**Exercise directions:**
Each record is to be transcribed in full and exactly.

**Information given:**
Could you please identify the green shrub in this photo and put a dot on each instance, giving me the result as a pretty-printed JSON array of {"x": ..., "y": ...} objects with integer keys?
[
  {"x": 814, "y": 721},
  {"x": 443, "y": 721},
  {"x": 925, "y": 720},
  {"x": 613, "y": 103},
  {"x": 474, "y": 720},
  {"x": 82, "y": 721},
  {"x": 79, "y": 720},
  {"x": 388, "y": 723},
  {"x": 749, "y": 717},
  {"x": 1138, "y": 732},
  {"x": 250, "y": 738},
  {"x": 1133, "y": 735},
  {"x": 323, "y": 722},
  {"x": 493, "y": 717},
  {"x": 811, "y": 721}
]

**Answer below:**
Could you please identify the green shrub in this photo and put a dot on each instance, giving me the result as a pretty-printed JSON array of {"x": ..., "y": ...} objects with integer keys?
[
  {"x": 814, "y": 721},
  {"x": 443, "y": 721},
  {"x": 925, "y": 720},
  {"x": 613, "y": 103},
  {"x": 474, "y": 720},
  {"x": 82, "y": 721},
  {"x": 79, "y": 720},
  {"x": 388, "y": 723},
  {"x": 749, "y": 717},
  {"x": 1138, "y": 732},
  {"x": 250, "y": 738},
  {"x": 1133, "y": 735},
  {"x": 323, "y": 722},
  {"x": 493, "y": 717},
  {"x": 811, "y": 721}
]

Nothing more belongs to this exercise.